● **Data for this task**
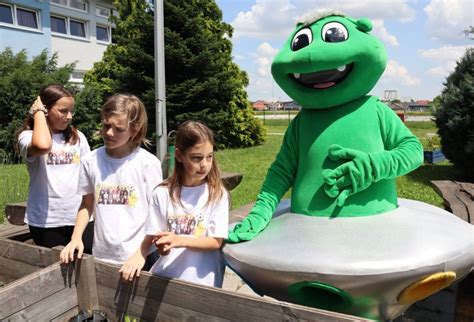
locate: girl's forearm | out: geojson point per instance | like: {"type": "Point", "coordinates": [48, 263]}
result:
{"type": "Point", "coordinates": [41, 141]}
{"type": "Point", "coordinates": [145, 246]}
{"type": "Point", "coordinates": [202, 243]}
{"type": "Point", "coordinates": [83, 216]}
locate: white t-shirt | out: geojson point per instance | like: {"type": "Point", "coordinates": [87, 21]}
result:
{"type": "Point", "coordinates": [122, 189]}
{"type": "Point", "coordinates": [204, 267]}
{"type": "Point", "coordinates": [53, 200]}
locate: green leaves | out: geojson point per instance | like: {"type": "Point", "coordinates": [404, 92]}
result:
{"type": "Point", "coordinates": [455, 115]}
{"type": "Point", "coordinates": [202, 82]}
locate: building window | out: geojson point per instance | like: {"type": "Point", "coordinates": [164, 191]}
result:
{"type": "Point", "coordinates": [68, 26]}
{"type": "Point", "coordinates": [27, 18]}
{"type": "Point", "coordinates": [58, 24]}
{"type": "Point", "coordinates": [102, 11]}
{"type": "Point", "coordinates": [17, 16]}
{"type": "Point", "coordinates": [103, 33]}
{"type": "Point", "coordinates": [76, 4]}
{"type": "Point", "coordinates": [6, 15]}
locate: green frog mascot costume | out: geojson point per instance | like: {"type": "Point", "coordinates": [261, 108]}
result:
{"type": "Point", "coordinates": [345, 241]}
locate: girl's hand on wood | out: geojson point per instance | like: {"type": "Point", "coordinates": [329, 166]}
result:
{"type": "Point", "coordinates": [67, 254]}
{"type": "Point", "coordinates": [132, 267]}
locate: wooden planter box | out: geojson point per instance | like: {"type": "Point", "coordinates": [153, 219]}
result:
{"type": "Point", "coordinates": [40, 289]}
{"type": "Point", "coordinates": [34, 286]}
{"type": "Point", "coordinates": [434, 156]}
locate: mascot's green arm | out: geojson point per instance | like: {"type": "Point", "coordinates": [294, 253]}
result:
{"type": "Point", "coordinates": [403, 151]}
{"type": "Point", "coordinates": [279, 179]}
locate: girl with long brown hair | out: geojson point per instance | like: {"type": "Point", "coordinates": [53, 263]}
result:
{"type": "Point", "coordinates": [116, 183]}
{"type": "Point", "coordinates": [188, 216]}
{"type": "Point", "coordinates": [52, 149]}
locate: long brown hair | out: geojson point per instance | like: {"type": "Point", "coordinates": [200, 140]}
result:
{"type": "Point", "coordinates": [134, 110]}
{"type": "Point", "coordinates": [189, 134]}
{"type": "Point", "coordinates": [49, 95]}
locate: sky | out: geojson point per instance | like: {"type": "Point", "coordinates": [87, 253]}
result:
{"type": "Point", "coordinates": [424, 40]}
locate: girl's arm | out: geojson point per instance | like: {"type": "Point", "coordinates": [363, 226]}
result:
{"type": "Point", "coordinates": [41, 142]}
{"type": "Point", "coordinates": [82, 219]}
{"type": "Point", "coordinates": [166, 240]}
{"type": "Point", "coordinates": [133, 266]}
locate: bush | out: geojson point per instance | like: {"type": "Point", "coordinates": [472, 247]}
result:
{"type": "Point", "coordinates": [455, 116]}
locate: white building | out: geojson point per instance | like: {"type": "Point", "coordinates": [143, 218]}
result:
{"type": "Point", "coordinates": [77, 30]}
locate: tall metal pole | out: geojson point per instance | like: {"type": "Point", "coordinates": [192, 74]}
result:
{"type": "Point", "coordinates": [160, 93]}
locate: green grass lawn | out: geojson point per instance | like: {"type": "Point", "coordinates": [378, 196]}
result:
{"type": "Point", "coordinates": [254, 162]}
{"type": "Point", "coordinates": [14, 182]}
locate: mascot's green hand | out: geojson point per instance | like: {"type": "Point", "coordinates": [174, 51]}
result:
{"type": "Point", "coordinates": [248, 228]}
{"type": "Point", "coordinates": [349, 178]}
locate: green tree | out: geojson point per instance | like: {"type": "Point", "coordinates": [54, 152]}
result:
{"type": "Point", "coordinates": [455, 115]}
{"type": "Point", "coordinates": [202, 82]}
{"type": "Point", "coordinates": [20, 82]}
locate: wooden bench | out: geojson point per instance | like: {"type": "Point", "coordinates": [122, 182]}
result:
{"type": "Point", "coordinates": [44, 290]}
{"type": "Point", "coordinates": [458, 198]}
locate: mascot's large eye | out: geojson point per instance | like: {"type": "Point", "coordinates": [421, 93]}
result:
{"type": "Point", "coordinates": [334, 32]}
{"type": "Point", "coordinates": [302, 39]}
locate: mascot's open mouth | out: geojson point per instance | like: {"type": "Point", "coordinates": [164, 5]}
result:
{"type": "Point", "coordinates": [323, 79]}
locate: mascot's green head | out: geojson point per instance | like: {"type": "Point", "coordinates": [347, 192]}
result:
{"type": "Point", "coordinates": [329, 60]}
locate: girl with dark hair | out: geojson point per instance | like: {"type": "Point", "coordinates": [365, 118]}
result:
{"type": "Point", "coordinates": [193, 198]}
{"type": "Point", "coordinates": [121, 165]}
{"type": "Point", "coordinates": [52, 149]}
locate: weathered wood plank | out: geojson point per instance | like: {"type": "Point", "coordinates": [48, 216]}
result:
{"type": "Point", "coordinates": [32, 255]}
{"type": "Point", "coordinates": [116, 306]}
{"type": "Point", "coordinates": [207, 300]}
{"type": "Point", "coordinates": [449, 191]}
{"type": "Point", "coordinates": [87, 295]}
{"type": "Point", "coordinates": [32, 288]}
{"type": "Point", "coordinates": [66, 316]}
{"type": "Point", "coordinates": [48, 308]}
{"type": "Point", "coordinates": [15, 213]}
{"type": "Point", "coordinates": [12, 270]}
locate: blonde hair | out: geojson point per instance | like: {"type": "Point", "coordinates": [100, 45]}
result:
{"type": "Point", "coordinates": [134, 110]}
{"type": "Point", "coordinates": [189, 134]}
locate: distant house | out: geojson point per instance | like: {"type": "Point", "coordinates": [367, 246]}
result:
{"type": "Point", "coordinates": [77, 30]}
{"type": "Point", "coordinates": [291, 105]}
{"type": "Point", "coordinates": [259, 105]}
{"type": "Point", "coordinates": [419, 106]}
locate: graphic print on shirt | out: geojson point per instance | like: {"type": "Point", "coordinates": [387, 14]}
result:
{"type": "Point", "coordinates": [65, 155]}
{"type": "Point", "coordinates": [109, 194]}
{"type": "Point", "coordinates": [187, 224]}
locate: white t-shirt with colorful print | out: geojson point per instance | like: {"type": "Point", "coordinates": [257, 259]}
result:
{"type": "Point", "coordinates": [193, 219]}
{"type": "Point", "coordinates": [122, 189]}
{"type": "Point", "coordinates": [53, 200]}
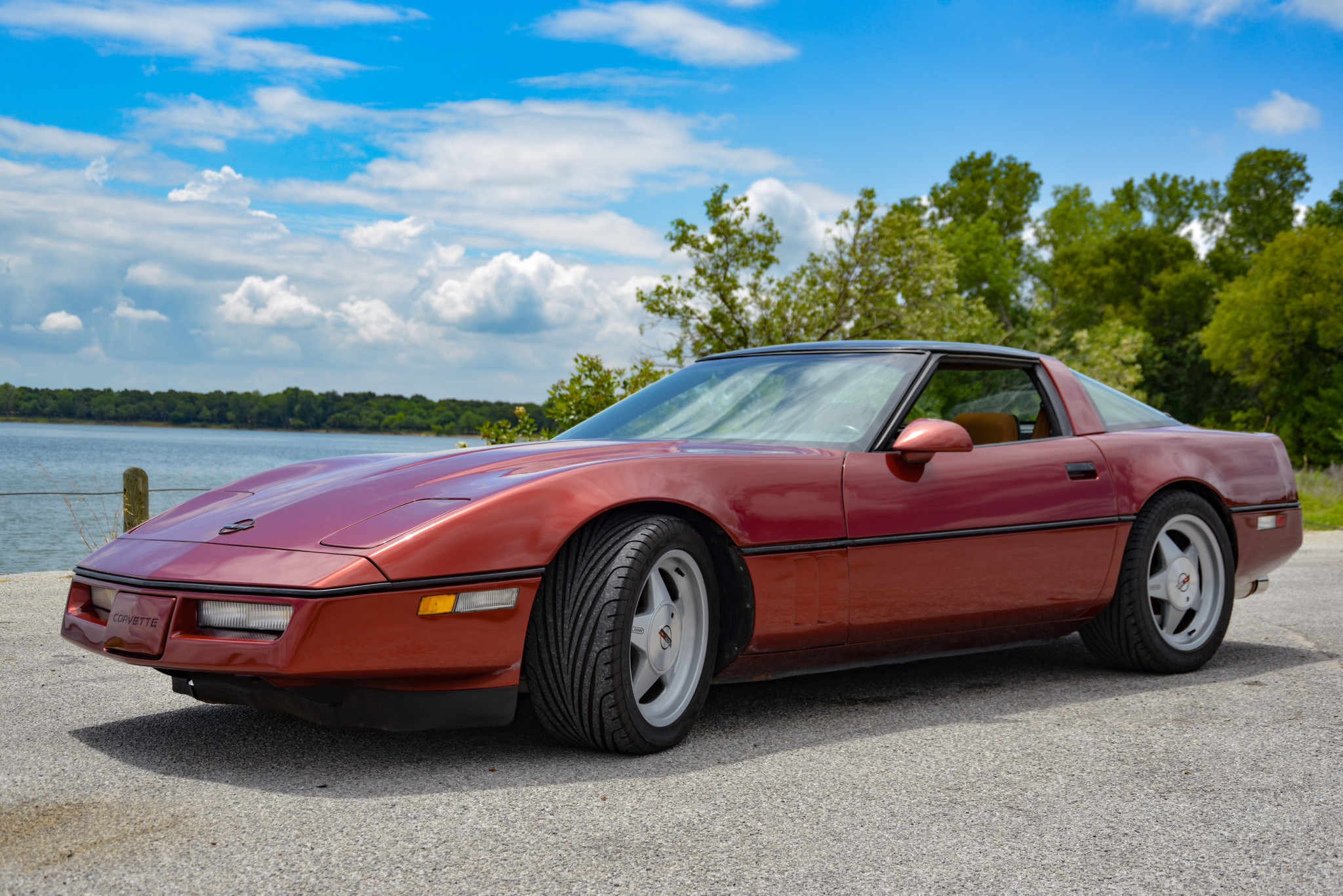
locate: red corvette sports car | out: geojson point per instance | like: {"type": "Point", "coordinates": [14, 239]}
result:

● **Requirement**
Reproduce all of the material above with every occurrence of "locate" replaced by "find", leaving everything else unchanged. Omit the pictures from your answer.

● **Response to this task**
find: girl's forearm | out: geojson point per instance | like: {"type": "Point", "coordinates": [48, 263]}
result:
{"type": "Point", "coordinates": [41, 141]}
{"type": "Point", "coordinates": [145, 246]}
{"type": "Point", "coordinates": [202, 243]}
{"type": "Point", "coordinates": [83, 216]}
find: white t-shirt | out: geojson point per instance | like: {"type": "Point", "coordinates": [87, 21]}
result:
{"type": "Point", "coordinates": [122, 189]}
{"type": "Point", "coordinates": [204, 267]}
{"type": "Point", "coordinates": [53, 200]}
find: green leaves | out: geojson point per instance | like: {"type": "Point", "coordinates": [404, 92]}
result:
{"type": "Point", "coordinates": [455, 115]}
{"type": "Point", "coordinates": [202, 82]}
find: building window | out: geojson point per instance | like: {"type": "Point", "coordinates": [164, 191]}
result:
{"type": "Point", "coordinates": [68, 26]}
{"type": "Point", "coordinates": [27, 18]}
{"type": "Point", "coordinates": [58, 24]}
{"type": "Point", "coordinates": [102, 11]}
{"type": "Point", "coordinates": [17, 16]}
{"type": "Point", "coordinates": [103, 33]}
{"type": "Point", "coordinates": [76, 4]}
{"type": "Point", "coordinates": [6, 15]}
find: green frog mascot costume | out: geojson point per instance | like: {"type": "Point", "coordinates": [261, 108]}
result:
{"type": "Point", "coordinates": [345, 241]}
find: girl's hand on wood | out: geojson point per instance | like: {"type": "Point", "coordinates": [329, 166]}
result:
{"type": "Point", "coordinates": [67, 254]}
{"type": "Point", "coordinates": [132, 267]}
find: wooden planter box | out: geojson point per instance | like: {"type": "Point", "coordinates": [153, 219]}
result:
{"type": "Point", "coordinates": [40, 289]}
{"type": "Point", "coordinates": [34, 286]}
{"type": "Point", "coordinates": [434, 156]}
find: mascot's green arm | out: geojson point per instance | like: {"type": "Point", "coordinates": [294, 253]}
result:
{"type": "Point", "coordinates": [403, 151]}
{"type": "Point", "coordinates": [279, 179]}
find: girl with long brown hair | out: geojson point per instance | like: {"type": "Point", "coordinates": [53, 263]}
result:
{"type": "Point", "coordinates": [116, 183]}
{"type": "Point", "coordinates": [188, 216]}
{"type": "Point", "coordinates": [52, 149]}
find: long brown hair | out: geojson point per instance | like: {"type": "Point", "coordinates": [200, 140]}
result:
{"type": "Point", "coordinates": [134, 110]}
{"type": "Point", "coordinates": [189, 134]}
{"type": "Point", "coordinates": [49, 95]}
find: sky | out: geojson point per instance | like: {"type": "Point", "coordinates": [87, 253]}
result:
{"type": "Point", "coordinates": [424, 40]}
find: girl's arm | out: geojson point per instance | like: {"type": "Point", "coordinates": [363, 226]}
result:
{"type": "Point", "coordinates": [41, 142]}
{"type": "Point", "coordinates": [82, 219]}
{"type": "Point", "coordinates": [166, 240]}
{"type": "Point", "coordinates": [133, 266]}
find: bush | out: geojson point per instance | like: {"type": "Point", "coordinates": [472, 247]}
result:
{"type": "Point", "coordinates": [455, 116]}
find: white building | out: geojson point per instance | like: {"type": "Point", "coordinates": [143, 218]}
result:
{"type": "Point", "coordinates": [77, 30]}
find: tall metal pole | out: geojson point per instance | like: {"type": "Point", "coordinates": [192, 74]}
result:
{"type": "Point", "coordinates": [160, 93]}
find: green grass lawn | out: geojson point per instance | like: {"type": "Point", "coordinates": [378, 196]}
result:
{"type": "Point", "coordinates": [254, 162]}
{"type": "Point", "coordinates": [14, 182]}
find: mascot's green hand | out: geojson point per instance | like: {"type": "Point", "coordinates": [174, 51]}
result:
{"type": "Point", "coordinates": [248, 228]}
{"type": "Point", "coordinates": [349, 178]}
find: green tree | out: geojson point per instance | like: {"type": "Point", "coordinates": [54, 152]}
result:
{"type": "Point", "coordinates": [455, 115]}
{"type": "Point", "coordinates": [202, 82]}
{"type": "Point", "coordinates": [20, 82]}
find: wooden bench | out: geojson point per instance | like: {"type": "Point", "coordinates": [122, 182]}
result:
{"type": "Point", "coordinates": [44, 290]}
{"type": "Point", "coordinates": [458, 198]}
find: mascot's large eye | out: geojson point per instance | like: {"type": "Point", "coordinates": [421, 93]}
result:
{"type": "Point", "coordinates": [334, 32]}
{"type": "Point", "coordinates": [302, 39]}
find: mascot's open mouth | out: geojson point per instance | like: {"type": "Point", "coordinates": [164, 5]}
result:
{"type": "Point", "coordinates": [323, 79]}
find: mascot's green head | out: geojson point per instance | like: {"type": "Point", "coordinates": [347, 192]}
result:
{"type": "Point", "coordinates": [329, 60]}
find: girl with dark hair | out: geojson point per instance | like: {"type": "Point", "coordinates": [365, 118]}
result:
{"type": "Point", "coordinates": [193, 198]}
{"type": "Point", "coordinates": [121, 165]}
{"type": "Point", "coordinates": [52, 149]}
find: weathered wood plank | out: geojson point per instance | like: {"type": "Point", "coordinates": [48, 216]}
result:
{"type": "Point", "coordinates": [32, 255]}
{"type": "Point", "coordinates": [116, 306]}
{"type": "Point", "coordinates": [207, 300]}
{"type": "Point", "coordinates": [449, 191]}
{"type": "Point", "coordinates": [87, 295]}
{"type": "Point", "coordinates": [32, 288]}
{"type": "Point", "coordinates": [66, 316]}
{"type": "Point", "coordinates": [48, 308]}
{"type": "Point", "coordinates": [15, 213]}
{"type": "Point", "coordinates": [12, 270]}
find: blonde hair | out: geojson point per instance | like: {"type": "Point", "coordinates": [100, 45]}
result:
{"type": "Point", "coordinates": [134, 110]}
{"type": "Point", "coordinates": [189, 134]}
find: distant house | out: geojson point per instance | like: {"type": "Point", "coordinates": [367, 246]}
result:
{"type": "Point", "coordinates": [77, 30]}
{"type": "Point", "coordinates": [291, 105]}
{"type": "Point", "coordinates": [259, 105]}
{"type": "Point", "coordinates": [419, 106]}
find: graphic print on shirt | out: geojson point per instance | like: {"type": "Point", "coordinates": [387, 14]}
result:
{"type": "Point", "coordinates": [65, 155]}
{"type": "Point", "coordinates": [109, 194]}
{"type": "Point", "coordinates": [187, 224]}
find: white t-shirt with colorful print | out: geojson point per instance | like: {"type": "Point", "coordinates": [257, 259]}
result:
{"type": "Point", "coordinates": [193, 219]}
{"type": "Point", "coordinates": [122, 189]}
{"type": "Point", "coordinates": [53, 200]}
find: red corvette sports car | out: geojson point per instance | like: {"type": "Point", "coordinates": [14, 239]}
result:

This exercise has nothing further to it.